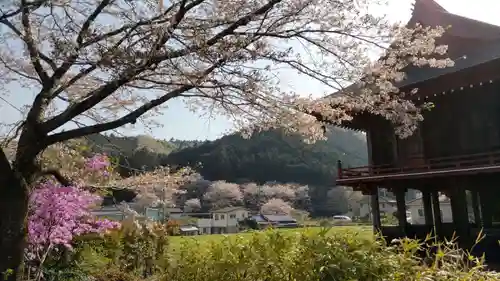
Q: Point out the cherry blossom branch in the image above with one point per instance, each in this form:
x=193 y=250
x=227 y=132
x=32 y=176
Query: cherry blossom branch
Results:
x=57 y=175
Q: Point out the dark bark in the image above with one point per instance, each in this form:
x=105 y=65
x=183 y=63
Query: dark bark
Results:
x=13 y=221
x=15 y=181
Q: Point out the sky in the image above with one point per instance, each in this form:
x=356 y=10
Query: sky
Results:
x=179 y=123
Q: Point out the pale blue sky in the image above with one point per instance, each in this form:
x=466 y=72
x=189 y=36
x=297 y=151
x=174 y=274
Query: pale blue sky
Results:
x=178 y=122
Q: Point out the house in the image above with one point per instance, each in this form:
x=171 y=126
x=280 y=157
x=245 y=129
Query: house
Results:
x=416 y=209
x=387 y=206
x=279 y=221
x=225 y=220
x=189 y=230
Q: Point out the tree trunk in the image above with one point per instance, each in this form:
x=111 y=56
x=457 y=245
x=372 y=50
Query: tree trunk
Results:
x=14 y=197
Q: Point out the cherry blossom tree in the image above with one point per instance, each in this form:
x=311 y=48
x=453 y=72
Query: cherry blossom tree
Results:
x=94 y=66
x=192 y=205
x=276 y=206
x=222 y=194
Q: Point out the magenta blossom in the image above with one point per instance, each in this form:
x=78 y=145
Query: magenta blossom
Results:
x=60 y=213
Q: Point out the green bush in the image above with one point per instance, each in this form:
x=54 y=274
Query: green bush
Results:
x=272 y=255
x=320 y=255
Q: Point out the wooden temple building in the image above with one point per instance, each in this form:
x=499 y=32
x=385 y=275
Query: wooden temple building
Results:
x=456 y=149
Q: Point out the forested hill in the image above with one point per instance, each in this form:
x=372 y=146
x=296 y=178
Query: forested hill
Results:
x=268 y=156
x=273 y=156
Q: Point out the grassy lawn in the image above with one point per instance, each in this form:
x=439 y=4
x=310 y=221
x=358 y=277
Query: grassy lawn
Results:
x=363 y=232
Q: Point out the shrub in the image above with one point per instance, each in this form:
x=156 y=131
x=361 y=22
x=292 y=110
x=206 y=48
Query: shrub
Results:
x=320 y=255
x=271 y=255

== == ==

:: WHAT IS EXPECTED ::
Report each line of the data that includes the string "forested".

:: RESULT FOR THIS EXERCISE ::
Q: Point out the forested hill in the image above with one point per instance, each in this form:
Query: forested hill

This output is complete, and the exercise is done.